**PASSAGE SHOWN**:
By BUUMBA CHIMBULU
ZAMBIAN farmers are missing out on AgriTech innovations that can supercharge the agriculture sector with opportunities for the youth.
The country’s agriculture sector continues to grapple with low productivity, lack of access to financing, innovation and technology even as the Covid-19 pandemic continues to exert toll on social and economic activities nationwide.
This is according to a report survey conducted by Heifer International, a global non-profit organisation
The report surveyed 29,900 youths, 299 smallholder farmers and 110 agriculture technology startups, innovation hubs and technology organizations in Ethiopia, Ghana, Kenya, Malawi, Nigeria, Rwanda, Senegal, Tanzania, Uganda, Zambia and Zimbabwe.
“While there are a wide range of agritech innovations that could propel Zambia’s (and African) farmers to profitability, only 23 percent of youth engaged in agriculture are using any form of agricultural technology,” the report stated.
Commenting on the report, Adesuwa Ifedi, senior vice president for Africa Programmes at Heifer International, said Africa was not providing the financing or training to ensure young people have easy access to the same agritech tools.
Ms Ifedi said the tools included drone technologies, precision soil sensors and digital farmer services that were transforming food production around the world.
“As a continent with a thriving young population, Africa’s agricultural sector must provide the investments in agritech innovations that will encourage youth to embrace agriculture-related endeavors, because they are the key to revitalizing Africa’s food system.
“Youth engagement in agriculture will be essential to recovering from the economic impacts of the pandemic, both to rejuvenate the continent’s agri-food system and develop economic opportunities for young Africans,” Ms Ifedi said.
The study also provides new insights into how the pandemic is affecting African farmers.
Some 40 percent of agriculture organizations featured in the survey report that they were forced to close at least temporarily due to the pandemic; 38 percent experienced a reduction in average purchase amount per customer and 36 percent still do not have the financial capital to grow back their businesses.
It identifies challenges faced by smallholder farming communities and potential areas for innovation and growth.

**COLLECTED MATERIAL**:

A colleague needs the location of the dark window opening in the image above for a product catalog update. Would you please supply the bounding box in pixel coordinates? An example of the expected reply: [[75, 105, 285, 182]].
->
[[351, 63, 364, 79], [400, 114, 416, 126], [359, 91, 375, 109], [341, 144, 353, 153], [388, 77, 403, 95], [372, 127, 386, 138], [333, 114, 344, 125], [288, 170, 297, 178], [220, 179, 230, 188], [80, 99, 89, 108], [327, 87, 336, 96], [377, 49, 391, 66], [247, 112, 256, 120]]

**YOUR TASK**:
Can you reproduce, word for word, everything in the article on Zambian farmers and agritech from "By BUUMBA CHIMBULU" down to "for the youth."?

**RESPONSE TO THIS TASK**:
By BUUMBA CHIMBULU
ZAMBIAN farmers are missing out on AgriTech innovations that can supercharge the agriculture sector with opportunities for the youth.